# REQUIRED ACTION
Give a verbatim copy of the data, leaving the pictures out.

# TASK MATERIAL
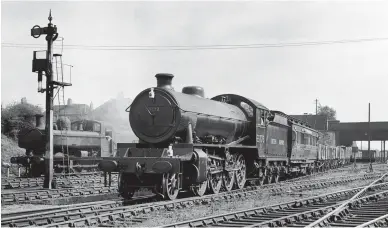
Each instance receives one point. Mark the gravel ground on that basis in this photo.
(159, 218)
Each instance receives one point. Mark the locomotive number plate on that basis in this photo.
(260, 138)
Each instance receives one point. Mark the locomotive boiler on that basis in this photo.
(157, 115)
(190, 143)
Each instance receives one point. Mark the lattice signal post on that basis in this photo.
(41, 66)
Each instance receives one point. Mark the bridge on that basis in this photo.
(348, 132)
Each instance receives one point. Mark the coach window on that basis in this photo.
(248, 109)
(258, 117)
(300, 140)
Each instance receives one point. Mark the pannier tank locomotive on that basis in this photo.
(190, 143)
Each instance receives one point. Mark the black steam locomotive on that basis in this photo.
(190, 143)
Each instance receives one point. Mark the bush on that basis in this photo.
(16, 116)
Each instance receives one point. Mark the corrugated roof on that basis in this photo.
(318, 122)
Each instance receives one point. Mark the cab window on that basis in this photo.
(97, 127)
(259, 119)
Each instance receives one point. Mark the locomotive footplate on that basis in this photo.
(149, 165)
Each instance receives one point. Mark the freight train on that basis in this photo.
(364, 156)
(76, 149)
(190, 143)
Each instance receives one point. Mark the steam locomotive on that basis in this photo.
(190, 143)
(76, 149)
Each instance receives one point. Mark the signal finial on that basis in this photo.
(50, 17)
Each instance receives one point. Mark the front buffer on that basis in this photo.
(165, 171)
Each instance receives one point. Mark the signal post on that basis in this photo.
(39, 66)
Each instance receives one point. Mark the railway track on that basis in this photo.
(303, 212)
(35, 196)
(62, 181)
(96, 215)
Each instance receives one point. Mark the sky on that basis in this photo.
(344, 76)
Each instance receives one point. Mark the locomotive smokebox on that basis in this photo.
(194, 90)
(164, 80)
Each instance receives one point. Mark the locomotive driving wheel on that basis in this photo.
(228, 180)
(215, 182)
(241, 172)
(170, 186)
(200, 189)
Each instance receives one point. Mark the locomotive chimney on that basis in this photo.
(38, 121)
(194, 90)
(164, 80)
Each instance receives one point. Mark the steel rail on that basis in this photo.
(376, 222)
(242, 217)
(341, 207)
(100, 217)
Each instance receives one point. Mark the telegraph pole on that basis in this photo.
(39, 66)
(370, 156)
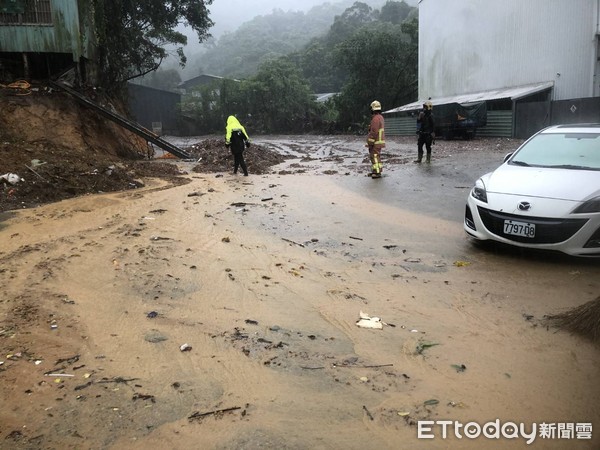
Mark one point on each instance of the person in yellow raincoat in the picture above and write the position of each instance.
(236, 139)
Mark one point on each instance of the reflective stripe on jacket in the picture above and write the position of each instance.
(376, 135)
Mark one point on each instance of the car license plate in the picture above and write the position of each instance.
(519, 228)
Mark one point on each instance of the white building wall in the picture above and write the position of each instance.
(468, 46)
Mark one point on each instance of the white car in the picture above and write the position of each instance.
(546, 195)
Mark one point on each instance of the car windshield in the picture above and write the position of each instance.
(560, 150)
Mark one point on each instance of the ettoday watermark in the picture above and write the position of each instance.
(430, 429)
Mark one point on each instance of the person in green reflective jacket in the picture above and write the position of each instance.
(236, 139)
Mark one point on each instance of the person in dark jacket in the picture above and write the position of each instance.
(426, 131)
(237, 140)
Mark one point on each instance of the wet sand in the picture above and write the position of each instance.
(264, 277)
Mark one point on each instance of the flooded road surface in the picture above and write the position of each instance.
(264, 278)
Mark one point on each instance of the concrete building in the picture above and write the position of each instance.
(509, 53)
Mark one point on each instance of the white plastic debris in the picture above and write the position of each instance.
(11, 178)
(367, 321)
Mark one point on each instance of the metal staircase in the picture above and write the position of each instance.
(124, 122)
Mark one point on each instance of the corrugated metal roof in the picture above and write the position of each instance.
(514, 93)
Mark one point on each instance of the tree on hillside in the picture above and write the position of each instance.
(395, 12)
(132, 36)
(280, 98)
(352, 19)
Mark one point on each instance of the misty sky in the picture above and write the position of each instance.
(228, 15)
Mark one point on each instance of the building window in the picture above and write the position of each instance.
(25, 12)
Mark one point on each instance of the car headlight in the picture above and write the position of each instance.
(590, 206)
(479, 192)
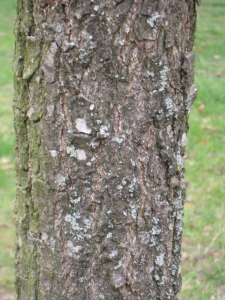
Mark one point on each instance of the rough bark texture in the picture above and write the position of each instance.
(103, 90)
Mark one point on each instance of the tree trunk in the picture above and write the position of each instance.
(103, 91)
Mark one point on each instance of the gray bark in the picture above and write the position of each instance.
(103, 91)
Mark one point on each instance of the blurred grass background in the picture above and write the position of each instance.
(203, 255)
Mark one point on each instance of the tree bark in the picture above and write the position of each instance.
(103, 91)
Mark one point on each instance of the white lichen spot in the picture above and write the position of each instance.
(81, 126)
(150, 74)
(113, 253)
(87, 222)
(124, 181)
(169, 106)
(71, 247)
(96, 7)
(151, 21)
(157, 277)
(80, 154)
(74, 200)
(163, 75)
(183, 140)
(73, 222)
(119, 265)
(119, 140)
(104, 131)
(62, 181)
(92, 106)
(109, 235)
(160, 259)
(156, 230)
(71, 151)
(122, 42)
(101, 296)
(53, 153)
(133, 162)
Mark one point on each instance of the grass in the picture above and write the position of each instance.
(203, 256)
(7, 185)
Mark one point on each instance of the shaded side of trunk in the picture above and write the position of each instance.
(103, 90)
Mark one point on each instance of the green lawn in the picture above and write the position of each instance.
(203, 257)
(7, 184)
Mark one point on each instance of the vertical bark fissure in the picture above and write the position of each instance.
(102, 96)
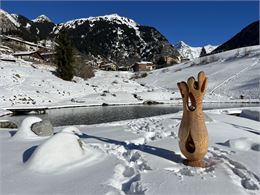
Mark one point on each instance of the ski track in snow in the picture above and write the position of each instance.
(234, 76)
(127, 174)
(240, 175)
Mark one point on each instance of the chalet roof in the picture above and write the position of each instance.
(25, 53)
(25, 42)
(144, 62)
(28, 53)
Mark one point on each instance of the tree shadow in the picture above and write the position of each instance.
(160, 152)
(27, 153)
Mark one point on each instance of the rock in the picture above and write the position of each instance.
(8, 125)
(207, 118)
(150, 102)
(42, 128)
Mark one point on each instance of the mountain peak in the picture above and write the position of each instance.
(190, 52)
(42, 18)
(10, 17)
(181, 44)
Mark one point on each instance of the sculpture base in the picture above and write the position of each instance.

# WRITTEN RESPONSE
Each instance receives one point. Mark the gravel ground on that basis in this photo.
(159, 218)
Each instance receives one point. Mark the locomotive number plate on that basis in this photo.
(260, 138)
Each instance receives one point. Mark the locomotive boiler on that basis in this photo.
(157, 115)
(190, 143)
Each instance receives one point. Mark the lattice signal post on that basis in this photo.
(41, 66)
Each instance receives one point. Mark the bridge on that basis in this photo.
(348, 132)
Each instance receives one point. Mark the coach window on that basis in this photo.
(248, 109)
(258, 117)
(300, 140)
Each instance receives one point. Mark the pannier tank locomotive on that basis in this photo.
(190, 143)
Each instance receives one point. Mark the black steam locomotive on that basis in this photo.
(190, 143)
Each instance receives one point. Mark the bush on that basis in this photo.
(16, 116)
Each instance receives one point. Mark the corrugated roof on that basis in this photo.
(318, 122)
Each instance receives one point. Mark the cab window on that basis in this photo.
(97, 127)
(259, 119)
Each instance receives one point. Mark the locomotive footplate on that basis in this photo.
(149, 165)
Each instance receives one point. Mark the freight train on that basis in this photo.
(364, 156)
(76, 149)
(190, 143)
Each instance receives one point. Mark the steam locomotive on that basis in this photo.
(190, 143)
(76, 149)
Each instance receives one point. Mark the signal finial on that basis in this photo.
(50, 17)
Each instance receives one point. Mark the front buffer on that basis in this photo.
(165, 171)
Each instance receives one point. Mark the signal post on that basis in this photo.
(39, 66)
Each instance receives one point. Mark the railway track on that basis in this photo.
(303, 212)
(35, 196)
(62, 181)
(96, 215)
Each instance receives one point. Mark the sky on that basis in this photo.
(344, 76)
Each instance receives one point. Mark the locomotive smokebox on that basis in this photo.
(194, 90)
(164, 80)
Each instance receives one point. Mark the locomotive driving wheel on that basis in this photo.
(228, 180)
(215, 182)
(241, 172)
(170, 186)
(200, 189)
Each instance receives one point. Mark the locomotive chimney on that basis in this photo.
(38, 121)
(194, 90)
(164, 80)
Each instance receives one point. Mark the steel rail on that basis in this photo.
(376, 222)
(242, 217)
(341, 207)
(100, 217)
Each instance receives one point. Mark the telegraph pole on that basis in this photo.
(39, 66)
(370, 156)
Mark one point on each instance of the person in yellow raincoat in the picture above and write the position of each instance.
(236, 139)
Mark one point on each instance of the reflective stripe on jacket in the picture above and write the position of each instance.
(376, 135)
Mark one point on each instance of the car license plate in the picture above and write the position of each instance.
(519, 228)
Mark one point on each instance of the white building wall in the picture above and write the position of each instance.
(468, 46)
Mark one point on each instance of the white car in the picture above and write the position of each instance.
(546, 195)
Mark one point on each instance of the car windshield in the picture above and write the position of each instance.
(560, 150)
Mark one point on each instance of the ettoday watermark in the picture above and write the position of each instance.
(430, 429)
Mark one point on each instance of the person in green reflective jacket in the picture above and write the position of each instance.
(236, 139)
Mark one point on each instance of the person in dark jacket in the picture above and write the position of each instance.
(426, 131)
(237, 140)
Mark one point on each instance of the wet sand in the picture above and write the position of each instance.
(264, 277)
Mark one point on each instance of the flooded road surface in the picture above and write the position of each instance.
(264, 278)
Mark one point on each instance of the concrete building in the picture above and write the position of each instance.
(509, 53)
Mark one point on each instance of the white plastic debris in the picture above and write the position of each instance.
(11, 178)
(367, 321)
Mark one point on each instance of the metal staircase in the picture above and write the position of each instance.
(124, 122)
Mark one point on each instance of the corrugated metal roof in the picture above and write the position of each instance.
(514, 93)
Mark one point on each instance of the tree on hillside in the picture above and write the position of each instance.
(395, 12)
(132, 36)
(280, 98)
(352, 19)
Mark one point on each instance of the misty sky in the picture above and write the position of each instance.
(228, 15)
Mark one point on each instance of the building window in the picture above and write the position of each instance.
(25, 12)
Mark one point on each instance of the car headlight in the picture above and write the position of each instance.
(590, 206)
(479, 192)
Mark one point on each instance of the rough bark texture in the picture above and write the position of each instance.
(103, 90)
Mark one point on each instance of the tree trunk in the picture above and write the position of each instance.
(103, 91)
Mark one point on each instance of the gray bark in the picture above and write the position of each instance.
(103, 91)
Mark one point on each instance of the blurred grass background in the picture above and write the position of each instance.
(203, 255)
Mark one point on each instance of the tree bark in the picture above and write the position of each instance.
(103, 91)
Mark one point on each instance of the white lichen spot in the picture above and write the position of each instance.
(81, 126)
(150, 74)
(113, 253)
(87, 222)
(124, 181)
(169, 106)
(71, 247)
(96, 7)
(151, 21)
(157, 277)
(80, 154)
(74, 200)
(163, 75)
(183, 140)
(73, 222)
(119, 265)
(119, 140)
(104, 131)
(62, 181)
(92, 106)
(109, 235)
(160, 259)
(156, 230)
(71, 151)
(122, 42)
(101, 296)
(53, 153)
(133, 162)
Mark one point on each instance of the grass in the picture above and write the position of each instance.
(203, 256)
(7, 185)
Mark one point on each instance of the shaded side of trunk in the picture above and write the position of each instance.
(103, 90)
Mark one point on each instance of the green lawn in the picture above and write the position of each instance.
(203, 257)
(7, 184)
Mark one point on each instance of the vertical bark fissure in the picture above and write the position of each instance.
(102, 96)
Mark one point on each instance of the ski track in snow in the picture above and write the position of each instance.
(234, 76)
(127, 174)
(240, 175)
Mark one point on each instance of the chalet roof in the picture above and write the position of each instance.
(25, 53)
(25, 42)
(144, 62)
(28, 53)
Mark one point on each instance of the tree shadow in the picture above and write the position of each instance.
(160, 152)
(27, 153)
Mark one point on each instance of the rock in the picture above and write the position of each instance.
(8, 125)
(207, 118)
(150, 102)
(42, 128)
Mark one point on each instance of the mountain peak in the picture above and write the position of each instance.
(190, 52)
(42, 18)
(10, 17)
(181, 44)
Mark one point on each instance of the sculpture base in the picture above and write the position of each instance.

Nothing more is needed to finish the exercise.